Record excerpts
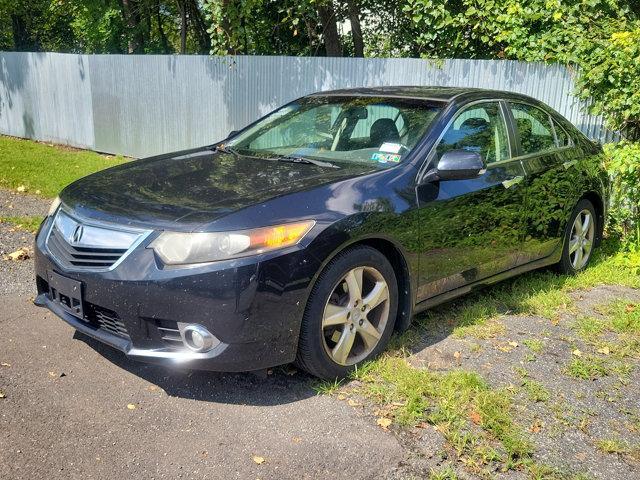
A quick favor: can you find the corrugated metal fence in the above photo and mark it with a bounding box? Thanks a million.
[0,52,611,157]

* * *

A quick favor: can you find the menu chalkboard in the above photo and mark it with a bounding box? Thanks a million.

...

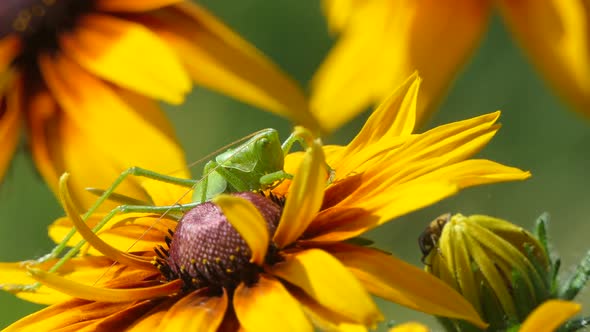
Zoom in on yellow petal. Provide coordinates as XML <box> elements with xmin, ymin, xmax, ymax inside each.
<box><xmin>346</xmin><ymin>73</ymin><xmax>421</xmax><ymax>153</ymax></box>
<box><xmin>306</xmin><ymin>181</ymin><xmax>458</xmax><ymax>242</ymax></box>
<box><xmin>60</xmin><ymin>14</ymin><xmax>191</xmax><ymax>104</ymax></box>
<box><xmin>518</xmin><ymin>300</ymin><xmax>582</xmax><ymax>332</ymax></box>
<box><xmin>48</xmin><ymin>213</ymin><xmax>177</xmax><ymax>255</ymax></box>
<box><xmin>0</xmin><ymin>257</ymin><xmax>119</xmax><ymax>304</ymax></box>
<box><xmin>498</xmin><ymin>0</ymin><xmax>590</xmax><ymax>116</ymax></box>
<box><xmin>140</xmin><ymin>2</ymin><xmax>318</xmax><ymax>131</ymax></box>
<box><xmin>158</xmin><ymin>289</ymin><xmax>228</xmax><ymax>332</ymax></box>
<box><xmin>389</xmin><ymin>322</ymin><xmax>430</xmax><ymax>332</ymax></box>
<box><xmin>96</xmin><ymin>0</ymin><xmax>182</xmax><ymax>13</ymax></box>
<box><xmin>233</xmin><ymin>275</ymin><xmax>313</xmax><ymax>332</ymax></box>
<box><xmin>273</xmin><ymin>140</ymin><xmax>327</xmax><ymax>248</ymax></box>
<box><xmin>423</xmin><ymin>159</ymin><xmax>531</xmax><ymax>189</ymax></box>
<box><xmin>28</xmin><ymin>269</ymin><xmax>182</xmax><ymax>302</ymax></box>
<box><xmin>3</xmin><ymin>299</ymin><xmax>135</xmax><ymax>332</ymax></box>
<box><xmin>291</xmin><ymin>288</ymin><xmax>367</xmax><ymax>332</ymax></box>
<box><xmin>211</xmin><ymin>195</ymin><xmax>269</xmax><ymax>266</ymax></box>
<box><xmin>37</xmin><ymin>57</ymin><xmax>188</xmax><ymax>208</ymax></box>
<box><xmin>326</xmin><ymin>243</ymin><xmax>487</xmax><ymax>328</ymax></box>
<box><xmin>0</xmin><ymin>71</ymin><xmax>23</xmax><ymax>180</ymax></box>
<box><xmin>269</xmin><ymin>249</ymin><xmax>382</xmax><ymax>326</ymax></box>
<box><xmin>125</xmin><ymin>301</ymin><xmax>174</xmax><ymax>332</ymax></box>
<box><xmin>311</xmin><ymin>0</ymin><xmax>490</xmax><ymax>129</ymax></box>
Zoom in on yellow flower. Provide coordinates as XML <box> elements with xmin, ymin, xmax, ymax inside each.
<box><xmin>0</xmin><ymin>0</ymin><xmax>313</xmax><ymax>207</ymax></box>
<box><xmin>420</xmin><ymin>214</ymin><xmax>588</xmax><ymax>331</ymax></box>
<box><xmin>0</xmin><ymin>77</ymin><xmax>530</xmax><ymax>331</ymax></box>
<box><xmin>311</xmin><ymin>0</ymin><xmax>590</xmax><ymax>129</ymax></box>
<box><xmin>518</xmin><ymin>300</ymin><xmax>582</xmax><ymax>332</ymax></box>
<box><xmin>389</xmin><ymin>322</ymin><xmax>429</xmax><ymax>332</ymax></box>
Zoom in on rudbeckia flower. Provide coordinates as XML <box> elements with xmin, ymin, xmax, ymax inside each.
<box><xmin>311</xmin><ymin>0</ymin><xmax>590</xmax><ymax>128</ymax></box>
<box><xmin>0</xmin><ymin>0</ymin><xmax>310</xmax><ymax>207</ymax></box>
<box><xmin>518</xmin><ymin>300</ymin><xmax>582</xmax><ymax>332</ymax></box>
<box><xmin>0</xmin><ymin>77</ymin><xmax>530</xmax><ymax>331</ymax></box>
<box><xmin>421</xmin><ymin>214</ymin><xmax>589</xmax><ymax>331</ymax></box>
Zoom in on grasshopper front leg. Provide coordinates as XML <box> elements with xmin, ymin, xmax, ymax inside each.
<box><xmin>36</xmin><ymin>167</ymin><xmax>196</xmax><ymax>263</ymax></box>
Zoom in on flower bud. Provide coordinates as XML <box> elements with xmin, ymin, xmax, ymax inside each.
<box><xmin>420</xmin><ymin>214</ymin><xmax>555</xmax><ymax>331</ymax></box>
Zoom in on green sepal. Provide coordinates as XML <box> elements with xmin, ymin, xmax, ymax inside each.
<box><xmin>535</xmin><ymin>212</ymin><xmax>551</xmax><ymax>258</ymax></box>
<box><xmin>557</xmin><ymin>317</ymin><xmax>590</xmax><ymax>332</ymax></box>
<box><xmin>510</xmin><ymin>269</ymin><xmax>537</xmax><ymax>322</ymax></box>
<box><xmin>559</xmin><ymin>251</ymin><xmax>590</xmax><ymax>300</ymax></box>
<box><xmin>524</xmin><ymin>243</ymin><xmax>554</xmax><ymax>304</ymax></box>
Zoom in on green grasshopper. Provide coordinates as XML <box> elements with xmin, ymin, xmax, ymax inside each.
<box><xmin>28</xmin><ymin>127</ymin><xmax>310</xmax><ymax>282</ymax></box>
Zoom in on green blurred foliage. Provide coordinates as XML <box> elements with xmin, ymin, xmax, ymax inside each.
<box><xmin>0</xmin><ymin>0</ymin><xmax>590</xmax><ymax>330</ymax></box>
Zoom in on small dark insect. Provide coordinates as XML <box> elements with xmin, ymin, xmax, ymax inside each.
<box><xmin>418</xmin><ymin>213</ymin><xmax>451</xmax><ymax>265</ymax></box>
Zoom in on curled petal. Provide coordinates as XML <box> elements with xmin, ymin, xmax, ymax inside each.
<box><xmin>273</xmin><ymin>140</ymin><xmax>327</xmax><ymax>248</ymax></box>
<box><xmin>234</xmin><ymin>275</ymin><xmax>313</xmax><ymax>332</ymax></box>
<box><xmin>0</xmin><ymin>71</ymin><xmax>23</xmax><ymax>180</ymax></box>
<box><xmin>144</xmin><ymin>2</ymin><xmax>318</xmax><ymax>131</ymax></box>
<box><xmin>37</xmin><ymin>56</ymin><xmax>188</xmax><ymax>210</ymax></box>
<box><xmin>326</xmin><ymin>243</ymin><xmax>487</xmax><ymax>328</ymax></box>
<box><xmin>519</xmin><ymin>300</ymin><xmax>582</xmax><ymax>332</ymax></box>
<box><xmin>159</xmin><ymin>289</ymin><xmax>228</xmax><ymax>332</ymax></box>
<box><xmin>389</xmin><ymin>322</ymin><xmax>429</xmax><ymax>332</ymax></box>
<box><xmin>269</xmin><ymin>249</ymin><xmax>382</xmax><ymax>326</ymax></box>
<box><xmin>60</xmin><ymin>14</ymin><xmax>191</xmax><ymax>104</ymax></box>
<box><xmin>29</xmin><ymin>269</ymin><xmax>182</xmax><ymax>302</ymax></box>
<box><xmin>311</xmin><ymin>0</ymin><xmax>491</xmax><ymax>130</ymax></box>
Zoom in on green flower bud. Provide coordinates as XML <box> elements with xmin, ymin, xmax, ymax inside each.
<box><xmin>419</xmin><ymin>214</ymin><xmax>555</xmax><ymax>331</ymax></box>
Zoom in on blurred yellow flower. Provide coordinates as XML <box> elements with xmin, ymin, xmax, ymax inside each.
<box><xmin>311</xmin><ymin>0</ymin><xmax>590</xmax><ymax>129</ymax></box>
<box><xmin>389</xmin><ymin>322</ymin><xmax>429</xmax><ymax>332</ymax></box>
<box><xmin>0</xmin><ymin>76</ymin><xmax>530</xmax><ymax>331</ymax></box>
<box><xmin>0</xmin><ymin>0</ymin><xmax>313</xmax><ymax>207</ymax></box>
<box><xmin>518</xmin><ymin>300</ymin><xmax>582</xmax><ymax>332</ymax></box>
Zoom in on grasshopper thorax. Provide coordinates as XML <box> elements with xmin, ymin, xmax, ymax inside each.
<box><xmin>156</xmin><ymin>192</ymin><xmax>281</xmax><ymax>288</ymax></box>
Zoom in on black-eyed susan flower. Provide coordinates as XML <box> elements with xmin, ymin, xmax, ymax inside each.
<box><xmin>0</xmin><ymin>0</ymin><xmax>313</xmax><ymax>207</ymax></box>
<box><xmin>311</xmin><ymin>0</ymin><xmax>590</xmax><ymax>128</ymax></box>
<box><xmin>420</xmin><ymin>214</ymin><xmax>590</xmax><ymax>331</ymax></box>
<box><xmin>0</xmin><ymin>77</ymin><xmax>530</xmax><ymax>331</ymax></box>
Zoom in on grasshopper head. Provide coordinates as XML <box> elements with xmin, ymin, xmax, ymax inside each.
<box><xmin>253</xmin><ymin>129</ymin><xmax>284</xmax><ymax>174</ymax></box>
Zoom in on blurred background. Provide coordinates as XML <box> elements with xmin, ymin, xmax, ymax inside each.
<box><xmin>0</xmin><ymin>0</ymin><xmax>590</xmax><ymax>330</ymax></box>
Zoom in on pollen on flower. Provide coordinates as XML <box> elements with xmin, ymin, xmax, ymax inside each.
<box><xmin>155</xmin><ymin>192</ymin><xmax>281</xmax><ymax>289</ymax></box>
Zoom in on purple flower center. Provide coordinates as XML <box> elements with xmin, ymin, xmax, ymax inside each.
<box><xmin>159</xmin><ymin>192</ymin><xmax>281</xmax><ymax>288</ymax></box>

Exercise description
Render the lines from the one with "A quick favor: can you find the corrugated" up to and including the one with "[0,52,611,157]" as a Markdown table with the columns Row and Line. Number each row and leave out any blank lines.

Finished task
| Row | Line |
|---|---|
| 1 | A quick favor: can you find the corrugated metal fence in the above photo and mark it with a bounding box? Thanks a million. |
| 2 | [0,52,611,157] |